TASK GOAL: Collect and copy out every line of the rows below that contains the string "cluster".

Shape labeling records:

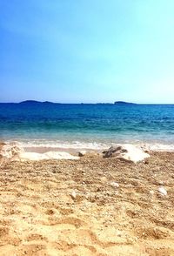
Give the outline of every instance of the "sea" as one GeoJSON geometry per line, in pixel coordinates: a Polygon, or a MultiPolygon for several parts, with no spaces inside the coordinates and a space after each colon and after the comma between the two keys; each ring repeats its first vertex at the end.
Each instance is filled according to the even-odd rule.
{"type": "Polygon", "coordinates": [[[0,140],[25,148],[174,150],[174,104],[0,104],[0,140]]]}

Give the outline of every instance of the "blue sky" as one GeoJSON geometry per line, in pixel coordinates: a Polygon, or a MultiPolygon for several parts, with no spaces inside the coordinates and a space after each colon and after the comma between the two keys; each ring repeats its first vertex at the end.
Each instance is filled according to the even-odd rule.
{"type": "Polygon", "coordinates": [[[0,0],[0,102],[174,103],[173,0],[0,0]]]}

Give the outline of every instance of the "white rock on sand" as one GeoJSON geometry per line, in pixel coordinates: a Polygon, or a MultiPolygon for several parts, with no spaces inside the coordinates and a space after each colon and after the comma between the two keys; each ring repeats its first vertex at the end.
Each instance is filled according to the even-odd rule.
{"type": "Polygon", "coordinates": [[[167,192],[166,192],[166,190],[164,189],[164,186],[160,186],[160,187],[158,188],[158,192],[159,192],[160,194],[163,195],[163,196],[166,196],[166,195],[167,195],[167,192]]]}
{"type": "Polygon", "coordinates": [[[86,154],[86,151],[78,152],[78,157],[84,157],[86,154]]]}
{"type": "Polygon", "coordinates": [[[133,145],[125,144],[123,145],[111,146],[109,150],[104,151],[104,158],[116,157],[117,158],[137,163],[146,158],[150,158],[148,153],[145,153],[141,148],[133,145]]]}

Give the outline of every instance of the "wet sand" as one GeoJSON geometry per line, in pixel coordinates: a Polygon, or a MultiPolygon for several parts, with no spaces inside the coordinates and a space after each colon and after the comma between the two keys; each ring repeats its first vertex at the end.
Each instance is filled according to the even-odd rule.
{"type": "Polygon", "coordinates": [[[174,152],[151,155],[2,164],[0,255],[174,255],[174,152]]]}

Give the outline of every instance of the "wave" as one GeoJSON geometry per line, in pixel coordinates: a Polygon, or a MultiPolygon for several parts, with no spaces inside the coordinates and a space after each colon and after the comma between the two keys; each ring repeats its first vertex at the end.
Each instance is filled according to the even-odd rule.
{"type": "Polygon", "coordinates": [[[59,151],[60,149],[64,150],[104,150],[108,149],[111,145],[124,145],[127,144],[134,145],[138,147],[144,148],[149,151],[165,151],[174,152],[174,144],[164,144],[159,142],[144,142],[144,141],[124,141],[124,142],[87,142],[87,141],[61,141],[61,140],[47,140],[47,139],[23,139],[11,141],[8,140],[7,143],[15,142],[19,145],[20,147],[24,149],[32,148],[44,148],[44,149],[54,149],[59,151]]]}

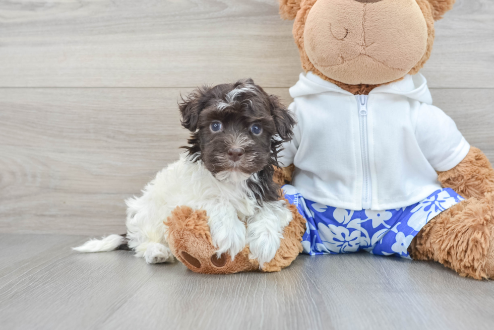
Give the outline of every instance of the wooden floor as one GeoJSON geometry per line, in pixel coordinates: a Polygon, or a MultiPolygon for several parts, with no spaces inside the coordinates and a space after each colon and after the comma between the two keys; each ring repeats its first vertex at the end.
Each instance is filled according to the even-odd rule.
{"type": "Polygon", "coordinates": [[[494,285],[434,263],[300,256],[278,273],[196,274],[83,236],[0,234],[2,329],[486,329],[494,285]]]}
{"type": "MultiPolygon", "coordinates": [[[[494,161],[494,1],[456,3],[421,72],[494,161]]],[[[177,158],[180,94],[250,77],[290,101],[291,25],[277,0],[0,0],[0,328],[492,328],[494,283],[434,263],[206,276],[70,249],[124,232],[124,199],[177,158]]]]}

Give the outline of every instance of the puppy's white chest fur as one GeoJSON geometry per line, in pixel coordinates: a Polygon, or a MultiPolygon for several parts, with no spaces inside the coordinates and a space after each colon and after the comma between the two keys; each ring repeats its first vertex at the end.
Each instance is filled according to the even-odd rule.
{"type": "Polygon", "coordinates": [[[283,201],[260,206],[245,180],[219,181],[201,161],[185,157],[160,171],[143,192],[127,201],[129,245],[138,255],[144,255],[150,238],[167,246],[163,221],[177,206],[187,206],[206,211],[219,254],[233,257],[249,244],[251,256],[262,265],[274,257],[292,218],[283,201]]]}

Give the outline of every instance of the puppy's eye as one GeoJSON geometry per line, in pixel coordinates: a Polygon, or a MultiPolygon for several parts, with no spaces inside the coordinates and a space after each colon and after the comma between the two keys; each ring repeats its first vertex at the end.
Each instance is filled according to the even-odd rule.
{"type": "Polygon", "coordinates": [[[219,131],[221,129],[221,123],[218,121],[213,121],[211,123],[211,130],[214,132],[219,131]]]}
{"type": "Polygon", "coordinates": [[[263,131],[263,127],[259,124],[254,124],[251,126],[251,131],[256,135],[259,135],[263,131]]]}

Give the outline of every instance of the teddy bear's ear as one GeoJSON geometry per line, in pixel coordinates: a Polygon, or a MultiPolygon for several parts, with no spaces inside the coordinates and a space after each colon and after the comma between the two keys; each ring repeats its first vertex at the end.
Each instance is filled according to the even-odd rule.
{"type": "Polygon", "coordinates": [[[453,9],[456,0],[428,0],[432,7],[433,17],[435,21],[443,18],[446,12],[453,9]]]}
{"type": "Polygon", "coordinates": [[[280,0],[280,16],[284,20],[293,20],[300,9],[302,0],[280,0]]]}

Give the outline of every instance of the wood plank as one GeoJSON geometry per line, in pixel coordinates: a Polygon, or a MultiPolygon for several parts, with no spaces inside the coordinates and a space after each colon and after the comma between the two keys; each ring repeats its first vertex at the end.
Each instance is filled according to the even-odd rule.
{"type": "Polygon", "coordinates": [[[15,238],[14,259],[26,246],[52,247],[18,264],[60,255],[0,285],[3,328],[453,330],[494,322],[492,282],[435,262],[302,255],[278,273],[210,276],[146,265],[129,251],[78,254],[69,249],[78,236],[31,235],[30,244],[23,236],[0,234],[15,238]]]}
{"type": "MultiPolygon", "coordinates": [[[[277,0],[0,1],[0,86],[192,87],[301,71],[277,0]]],[[[457,0],[437,24],[429,86],[494,87],[494,3],[457,0]]]]}
{"type": "MultiPolygon", "coordinates": [[[[125,232],[124,200],[186,143],[176,100],[190,90],[0,89],[0,232],[125,232]]],[[[494,161],[494,90],[432,93],[494,161]]]]}

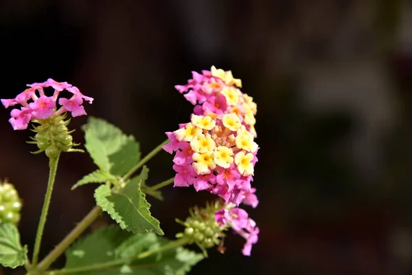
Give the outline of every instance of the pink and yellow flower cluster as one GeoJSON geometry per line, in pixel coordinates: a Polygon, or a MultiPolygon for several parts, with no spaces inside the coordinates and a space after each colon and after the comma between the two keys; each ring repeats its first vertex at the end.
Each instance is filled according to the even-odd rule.
{"type": "Polygon", "coordinates": [[[192,76],[187,85],[175,86],[195,105],[190,122],[167,132],[170,142],[163,146],[176,152],[174,186],[193,185],[196,191],[222,197],[226,206],[216,213],[216,222],[246,239],[242,252],[249,256],[259,228],[246,211],[235,207],[242,203],[255,208],[259,203],[251,186],[259,149],[254,141],[256,104],[240,91],[242,82],[231,71],[214,66],[192,76]]]}
{"type": "Polygon", "coordinates": [[[12,118],[9,122],[14,130],[27,129],[32,120],[45,120],[53,115],[58,116],[66,111],[71,112],[73,117],[86,115],[84,108],[82,106],[83,100],[89,101],[91,104],[93,100],[92,98],[82,94],[76,87],[67,82],[59,82],[52,78],[41,83],[27,85],[27,87],[28,89],[17,95],[15,98],[1,100],[1,103],[5,108],[18,104],[21,105],[20,109],[13,109],[10,113],[12,118]],[[44,88],[47,87],[54,89],[53,96],[45,95],[44,88]],[[58,98],[60,93],[65,89],[73,96],[70,98],[58,98],[60,107],[57,110],[58,98]],[[36,91],[38,95],[36,94],[36,91]],[[29,102],[30,100],[33,102],[29,102]]]}

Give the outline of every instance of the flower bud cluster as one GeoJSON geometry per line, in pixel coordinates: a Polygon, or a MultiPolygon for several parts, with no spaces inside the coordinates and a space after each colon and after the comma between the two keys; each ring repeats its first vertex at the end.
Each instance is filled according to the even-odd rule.
{"type": "Polygon", "coordinates": [[[219,225],[215,212],[222,208],[221,204],[207,204],[206,208],[194,207],[190,209],[190,216],[185,221],[176,220],[185,227],[183,232],[176,234],[178,238],[185,238],[190,243],[196,243],[204,252],[214,245],[219,245],[223,231],[227,227],[219,225]]]}
{"type": "Polygon", "coordinates": [[[0,223],[17,224],[20,221],[21,200],[14,186],[0,183],[0,223]]]}
{"type": "Polygon", "coordinates": [[[39,124],[34,126],[32,130],[36,133],[33,141],[38,151],[34,153],[45,151],[48,157],[56,157],[60,151],[67,152],[73,146],[78,144],[73,143],[73,137],[67,129],[70,120],[65,120],[66,114],[52,116],[45,120],[36,120],[34,122],[39,124]]]}

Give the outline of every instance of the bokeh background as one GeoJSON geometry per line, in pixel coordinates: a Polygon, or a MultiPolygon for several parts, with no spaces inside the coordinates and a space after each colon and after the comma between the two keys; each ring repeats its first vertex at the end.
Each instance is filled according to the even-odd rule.
{"type": "MultiPolygon", "coordinates": [[[[185,122],[192,106],[174,89],[192,71],[231,69],[258,103],[261,149],[248,208],[260,228],[252,256],[229,236],[192,274],[412,274],[412,5],[402,0],[3,0],[1,98],[48,78],[95,98],[89,115],[133,134],[143,155],[185,122]]],[[[31,132],[0,111],[0,177],[24,201],[22,243],[32,249],[47,160],[31,132]]],[[[84,142],[72,120],[74,138],[84,142]]],[[[148,184],[173,176],[165,152],[148,184]]],[[[41,256],[93,206],[88,155],[61,157],[41,256]]],[[[164,188],[150,198],[170,237],[188,207],[214,197],[164,188]]],[[[110,223],[103,216],[92,227],[110,223]]],[[[64,265],[64,257],[56,263],[64,265]]],[[[22,270],[5,274],[22,274],[22,270]]]]}

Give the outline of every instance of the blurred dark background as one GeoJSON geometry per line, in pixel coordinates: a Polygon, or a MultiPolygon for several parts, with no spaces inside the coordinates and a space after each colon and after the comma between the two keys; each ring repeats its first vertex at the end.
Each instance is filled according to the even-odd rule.
{"type": "MultiPolygon", "coordinates": [[[[89,115],[135,135],[144,155],[188,120],[192,106],[174,85],[192,71],[214,65],[242,79],[258,103],[260,203],[246,208],[259,242],[244,257],[231,235],[226,254],[211,250],[191,274],[412,274],[410,1],[3,0],[0,48],[1,98],[67,81],[95,98],[89,115]]],[[[31,132],[12,131],[10,111],[0,111],[0,177],[23,199],[32,250],[47,160],[29,153],[31,132]]],[[[77,142],[87,118],[72,120],[77,142]]],[[[174,175],[164,152],[148,165],[148,184],[174,175]]],[[[95,168],[87,155],[61,157],[41,256],[93,207],[95,186],[70,188],[95,168]]],[[[149,201],[171,238],[182,229],[175,217],[214,198],[163,193],[164,203],[149,201]]]]}

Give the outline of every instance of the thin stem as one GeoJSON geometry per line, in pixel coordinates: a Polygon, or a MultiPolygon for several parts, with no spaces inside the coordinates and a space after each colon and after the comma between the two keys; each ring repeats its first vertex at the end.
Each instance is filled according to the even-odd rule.
{"type": "Polygon", "coordinates": [[[127,179],[128,179],[135,172],[139,170],[140,167],[143,166],[143,165],[147,162],[148,162],[149,160],[150,160],[152,157],[156,155],[156,154],[160,152],[161,151],[161,146],[167,144],[168,142],[169,142],[169,140],[165,140],[160,145],[154,148],[150,153],[149,153],[146,157],[144,157],[143,160],[139,162],[139,163],[136,164],[135,167],[131,168],[130,171],[128,171],[124,176],[123,176],[122,179],[124,181],[126,181],[127,179]]]}
{"type": "Polygon", "coordinates": [[[112,261],[110,262],[102,263],[96,263],[91,265],[87,265],[80,267],[74,267],[74,268],[67,268],[62,270],[51,270],[47,274],[48,275],[58,275],[58,274],[68,274],[71,273],[78,273],[78,272],[84,272],[87,271],[92,270],[102,270],[107,268],[111,268],[115,267],[117,265],[121,265],[126,263],[129,263],[132,261],[141,260],[144,258],[147,258],[154,254],[159,253],[163,251],[169,250],[171,249],[177,248],[181,245],[185,245],[189,243],[189,241],[186,239],[180,239],[179,240],[171,241],[170,243],[166,244],[164,246],[160,247],[157,249],[153,250],[146,251],[144,252],[140,253],[137,256],[132,258],[119,258],[117,260],[112,261]]]}
{"type": "Polygon", "coordinates": [[[100,206],[95,206],[70,233],[38,264],[38,270],[47,270],[56,258],[102,214],[100,206]]]}
{"type": "Polygon", "coordinates": [[[163,187],[172,184],[173,182],[174,182],[174,177],[173,177],[172,178],[169,179],[168,180],[165,180],[163,182],[161,182],[160,184],[154,185],[153,186],[148,187],[144,190],[144,192],[149,192],[154,191],[155,190],[160,189],[161,188],[163,188],[163,187]]]}
{"type": "Polygon", "coordinates": [[[45,201],[43,203],[43,209],[41,210],[41,215],[40,216],[40,221],[37,228],[37,234],[36,234],[36,241],[34,241],[34,249],[33,250],[33,261],[32,261],[31,269],[34,269],[37,265],[38,260],[38,253],[40,252],[40,244],[43,233],[45,230],[45,225],[47,219],[47,212],[49,212],[49,206],[50,206],[50,200],[52,199],[52,192],[53,192],[53,186],[54,185],[54,179],[56,179],[56,172],[57,171],[57,165],[60,152],[56,157],[50,157],[49,160],[49,166],[50,171],[49,172],[49,182],[47,182],[47,190],[45,201]]]}

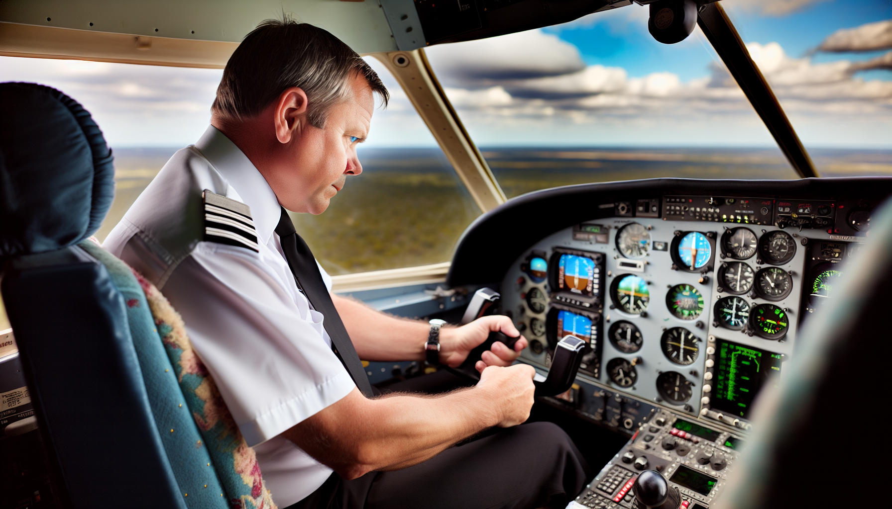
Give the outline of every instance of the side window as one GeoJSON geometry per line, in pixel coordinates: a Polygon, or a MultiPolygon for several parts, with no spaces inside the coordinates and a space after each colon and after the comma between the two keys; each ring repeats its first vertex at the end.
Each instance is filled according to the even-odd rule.
{"type": "Polygon", "coordinates": [[[362,174],[318,216],[292,214],[297,231],[329,274],[449,261],[480,215],[406,94],[387,69],[367,57],[391,92],[359,145],[362,174]]]}
{"type": "MultiPolygon", "coordinates": [[[[293,214],[298,232],[329,274],[449,261],[480,215],[400,85],[368,62],[391,92],[359,149],[361,175],[319,216],[293,214]]],[[[80,102],[115,155],[115,199],[95,236],[103,241],[168,159],[195,143],[210,120],[222,70],[0,57],[0,81],[33,81],[80,102]]]]}
{"type": "Polygon", "coordinates": [[[753,2],[727,10],[819,175],[892,175],[889,3],[753,2]]]}

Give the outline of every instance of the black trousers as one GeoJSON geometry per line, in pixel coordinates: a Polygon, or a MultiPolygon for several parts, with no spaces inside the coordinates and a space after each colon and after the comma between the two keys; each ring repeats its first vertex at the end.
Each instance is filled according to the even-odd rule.
{"type": "MultiPolygon", "coordinates": [[[[438,382],[445,390],[463,384],[447,374],[407,380],[384,391],[435,392],[438,382]]],[[[352,480],[333,472],[287,509],[563,509],[590,477],[563,430],[531,423],[490,430],[402,470],[370,472],[352,480]]]]}

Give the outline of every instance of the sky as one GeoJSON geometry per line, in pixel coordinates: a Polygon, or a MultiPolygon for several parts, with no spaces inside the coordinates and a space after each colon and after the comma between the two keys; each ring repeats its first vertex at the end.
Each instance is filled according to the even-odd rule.
{"type": "MultiPolygon", "coordinates": [[[[806,147],[892,149],[892,0],[723,0],[806,147]]],[[[772,146],[695,29],[663,45],[632,4],[574,21],[426,49],[481,146],[772,146]]],[[[405,94],[367,146],[434,146],[405,94]]],[[[0,80],[80,101],[112,146],[183,146],[206,128],[222,71],[0,57],[0,80]]]]}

EXERCISE RESPONSE:
Give the outline of every instance of the pink and yellow flower cluster as one GeoJSON geometry per line, in pixel coordinates: a Polygon, or a MultiPolygon for several parts, with no spaces inside the coordinates and a space after each colon and after the comma between the two keys; each ring repeats its first vertex at the end.
Give the outline of every instance of the flower bud cluster as one GeoJSON geometry per line, in pixel coordinates: a Polygon, or a MultiPolygon for several parts, with no spaces inside the coordinates and a space after each colon and after the comma between the two keys; each ring repeats its first vertex at the end.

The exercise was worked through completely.